Information provided →
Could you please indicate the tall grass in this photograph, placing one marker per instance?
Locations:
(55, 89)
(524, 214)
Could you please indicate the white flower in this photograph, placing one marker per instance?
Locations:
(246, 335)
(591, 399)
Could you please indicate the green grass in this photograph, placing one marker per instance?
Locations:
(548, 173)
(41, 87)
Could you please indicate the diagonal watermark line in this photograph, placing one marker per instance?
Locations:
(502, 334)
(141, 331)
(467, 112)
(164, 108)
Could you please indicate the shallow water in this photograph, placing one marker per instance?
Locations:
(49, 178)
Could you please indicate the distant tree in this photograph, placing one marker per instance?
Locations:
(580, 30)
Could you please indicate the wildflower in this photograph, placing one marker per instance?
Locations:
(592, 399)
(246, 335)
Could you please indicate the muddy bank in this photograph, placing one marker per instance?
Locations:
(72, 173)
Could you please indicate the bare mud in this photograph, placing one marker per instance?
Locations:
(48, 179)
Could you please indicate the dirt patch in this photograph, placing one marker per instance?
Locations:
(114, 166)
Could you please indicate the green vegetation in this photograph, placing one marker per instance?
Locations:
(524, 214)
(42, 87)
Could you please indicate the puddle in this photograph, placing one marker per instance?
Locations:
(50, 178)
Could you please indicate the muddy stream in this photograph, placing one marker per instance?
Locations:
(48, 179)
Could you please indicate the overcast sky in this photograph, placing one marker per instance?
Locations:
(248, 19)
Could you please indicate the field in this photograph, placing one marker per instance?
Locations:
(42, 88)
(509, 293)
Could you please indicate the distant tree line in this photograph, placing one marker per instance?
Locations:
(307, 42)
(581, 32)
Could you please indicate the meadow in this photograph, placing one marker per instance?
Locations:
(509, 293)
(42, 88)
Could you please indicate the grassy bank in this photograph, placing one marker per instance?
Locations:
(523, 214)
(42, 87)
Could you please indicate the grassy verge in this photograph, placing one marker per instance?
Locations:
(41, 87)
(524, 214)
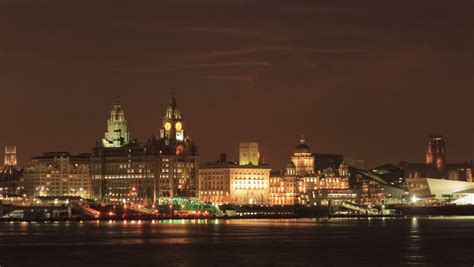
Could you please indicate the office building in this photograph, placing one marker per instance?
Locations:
(246, 183)
(132, 172)
(58, 174)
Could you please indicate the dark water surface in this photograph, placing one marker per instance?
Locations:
(447, 241)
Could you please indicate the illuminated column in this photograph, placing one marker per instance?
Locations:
(117, 134)
(10, 156)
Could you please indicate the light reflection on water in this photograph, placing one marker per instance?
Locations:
(375, 241)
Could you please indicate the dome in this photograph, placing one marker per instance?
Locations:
(302, 147)
(290, 165)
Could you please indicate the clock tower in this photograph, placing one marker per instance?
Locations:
(173, 128)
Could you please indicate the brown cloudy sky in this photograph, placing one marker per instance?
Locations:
(366, 78)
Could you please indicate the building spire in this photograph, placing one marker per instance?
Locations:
(117, 134)
(10, 156)
(302, 139)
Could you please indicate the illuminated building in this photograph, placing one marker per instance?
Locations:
(438, 189)
(164, 167)
(436, 165)
(58, 174)
(117, 134)
(227, 182)
(381, 186)
(303, 159)
(303, 183)
(249, 154)
(174, 156)
(10, 174)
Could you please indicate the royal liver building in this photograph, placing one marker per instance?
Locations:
(126, 171)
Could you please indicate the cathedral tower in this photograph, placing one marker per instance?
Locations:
(172, 128)
(10, 156)
(117, 134)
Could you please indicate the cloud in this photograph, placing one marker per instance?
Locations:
(259, 64)
(237, 32)
(249, 79)
(264, 48)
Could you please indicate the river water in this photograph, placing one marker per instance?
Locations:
(435, 241)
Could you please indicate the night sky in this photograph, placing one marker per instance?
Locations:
(368, 79)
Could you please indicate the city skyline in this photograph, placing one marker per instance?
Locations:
(233, 153)
(356, 79)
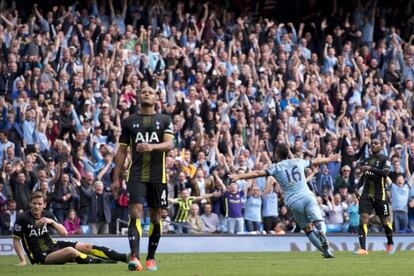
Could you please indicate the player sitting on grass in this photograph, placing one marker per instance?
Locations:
(33, 227)
(290, 175)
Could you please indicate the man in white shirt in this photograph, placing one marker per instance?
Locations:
(210, 220)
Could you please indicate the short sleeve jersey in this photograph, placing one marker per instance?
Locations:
(136, 129)
(290, 174)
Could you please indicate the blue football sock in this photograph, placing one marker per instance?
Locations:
(315, 240)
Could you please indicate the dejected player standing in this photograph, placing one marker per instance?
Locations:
(375, 170)
(290, 174)
(150, 137)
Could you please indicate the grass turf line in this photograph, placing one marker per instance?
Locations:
(198, 264)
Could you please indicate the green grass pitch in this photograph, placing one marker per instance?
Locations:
(298, 263)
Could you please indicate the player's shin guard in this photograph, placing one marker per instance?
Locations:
(106, 253)
(154, 233)
(315, 240)
(362, 235)
(388, 233)
(84, 259)
(134, 235)
(320, 233)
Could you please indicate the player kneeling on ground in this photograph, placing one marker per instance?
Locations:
(33, 227)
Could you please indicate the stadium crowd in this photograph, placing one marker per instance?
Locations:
(236, 77)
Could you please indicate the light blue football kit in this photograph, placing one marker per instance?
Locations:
(290, 174)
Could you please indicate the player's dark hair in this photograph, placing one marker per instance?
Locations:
(282, 151)
(37, 194)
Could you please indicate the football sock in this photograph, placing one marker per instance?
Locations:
(106, 253)
(134, 235)
(362, 235)
(154, 233)
(388, 233)
(84, 259)
(320, 233)
(315, 240)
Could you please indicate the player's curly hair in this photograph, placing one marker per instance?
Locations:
(282, 151)
(37, 194)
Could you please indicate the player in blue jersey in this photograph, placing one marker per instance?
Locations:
(290, 174)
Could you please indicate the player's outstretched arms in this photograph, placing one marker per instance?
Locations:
(249, 175)
(325, 160)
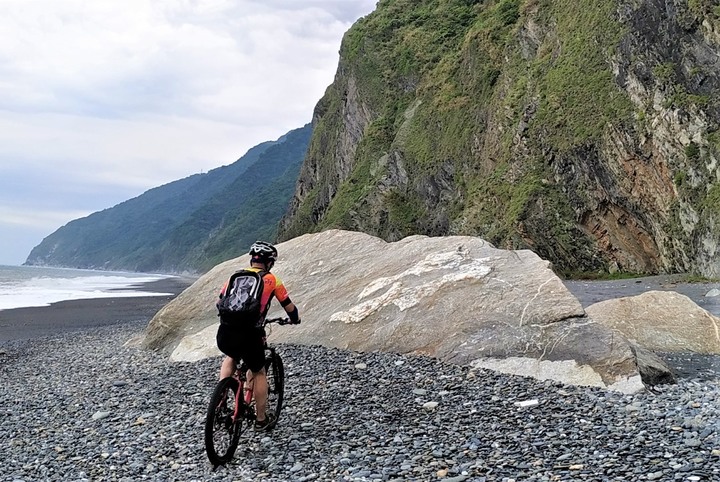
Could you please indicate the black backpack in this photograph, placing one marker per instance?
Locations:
(239, 306)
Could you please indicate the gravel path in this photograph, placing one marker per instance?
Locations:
(77, 407)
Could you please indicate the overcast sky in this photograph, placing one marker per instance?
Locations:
(101, 100)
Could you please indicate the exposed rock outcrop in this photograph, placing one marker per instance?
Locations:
(455, 298)
(591, 139)
(661, 321)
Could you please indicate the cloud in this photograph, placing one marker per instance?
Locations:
(102, 100)
(36, 219)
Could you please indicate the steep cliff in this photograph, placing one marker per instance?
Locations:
(589, 135)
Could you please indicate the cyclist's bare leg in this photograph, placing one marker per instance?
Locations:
(259, 381)
(227, 368)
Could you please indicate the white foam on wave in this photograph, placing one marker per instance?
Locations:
(42, 291)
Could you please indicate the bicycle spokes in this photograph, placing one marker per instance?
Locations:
(224, 422)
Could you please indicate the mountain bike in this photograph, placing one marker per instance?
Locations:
(232, 407)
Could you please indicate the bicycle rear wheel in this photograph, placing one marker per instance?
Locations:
(222, 433)
(276, 382)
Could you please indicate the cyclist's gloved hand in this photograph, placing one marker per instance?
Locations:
(294, 316)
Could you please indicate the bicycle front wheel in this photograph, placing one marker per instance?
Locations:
(222, 432)
(276, 382)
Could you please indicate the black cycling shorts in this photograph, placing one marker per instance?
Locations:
(245, 344)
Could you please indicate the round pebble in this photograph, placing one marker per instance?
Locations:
(84, 407)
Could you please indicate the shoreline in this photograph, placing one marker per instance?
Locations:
(29, 323)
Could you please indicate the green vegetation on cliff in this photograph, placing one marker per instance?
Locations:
(188, 225)
(519, 121)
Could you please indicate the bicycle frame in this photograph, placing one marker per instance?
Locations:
(242, 382)
(246, 394)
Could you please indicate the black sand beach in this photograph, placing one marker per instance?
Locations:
(77, 315)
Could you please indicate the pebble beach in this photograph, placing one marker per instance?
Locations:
(81, 406)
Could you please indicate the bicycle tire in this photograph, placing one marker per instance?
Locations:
(222, 435)
(276, 383)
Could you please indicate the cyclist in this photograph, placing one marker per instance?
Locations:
(248, 343)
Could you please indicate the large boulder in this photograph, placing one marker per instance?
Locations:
(661, 321)
(456, 298)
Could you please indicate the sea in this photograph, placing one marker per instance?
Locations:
(26, 286)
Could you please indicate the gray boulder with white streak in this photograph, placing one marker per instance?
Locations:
(456, 298)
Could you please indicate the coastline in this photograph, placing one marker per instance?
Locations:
(28, 323)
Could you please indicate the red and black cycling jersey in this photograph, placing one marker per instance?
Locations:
(272, 287)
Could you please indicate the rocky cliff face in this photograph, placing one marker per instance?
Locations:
(587, 136)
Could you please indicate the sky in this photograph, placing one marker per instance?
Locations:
(101, 100)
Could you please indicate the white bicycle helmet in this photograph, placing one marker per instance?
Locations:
(263, 252)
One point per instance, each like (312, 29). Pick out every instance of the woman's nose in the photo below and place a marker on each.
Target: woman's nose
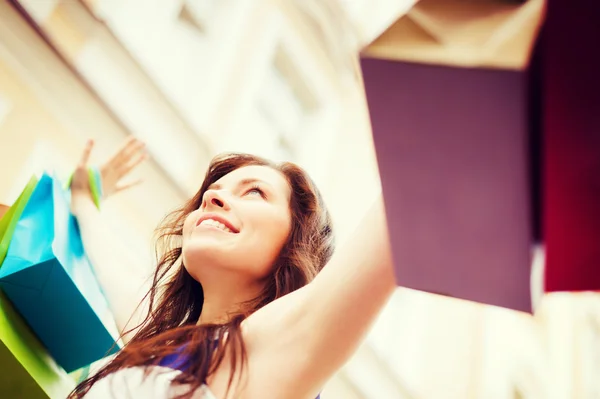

Required action → For an answer, give a copy of every line in the listing that holds the word "jersey".

Exercise answer →
Could you please indicate the short sleeve jersey in this photograph, placing one marker per instance?
Could you please indicate the player in blue jersey in this photograph, placing one marker per instance?
Could you please indicate the red and black cycling jersey in this photograph, placing one marker per instance?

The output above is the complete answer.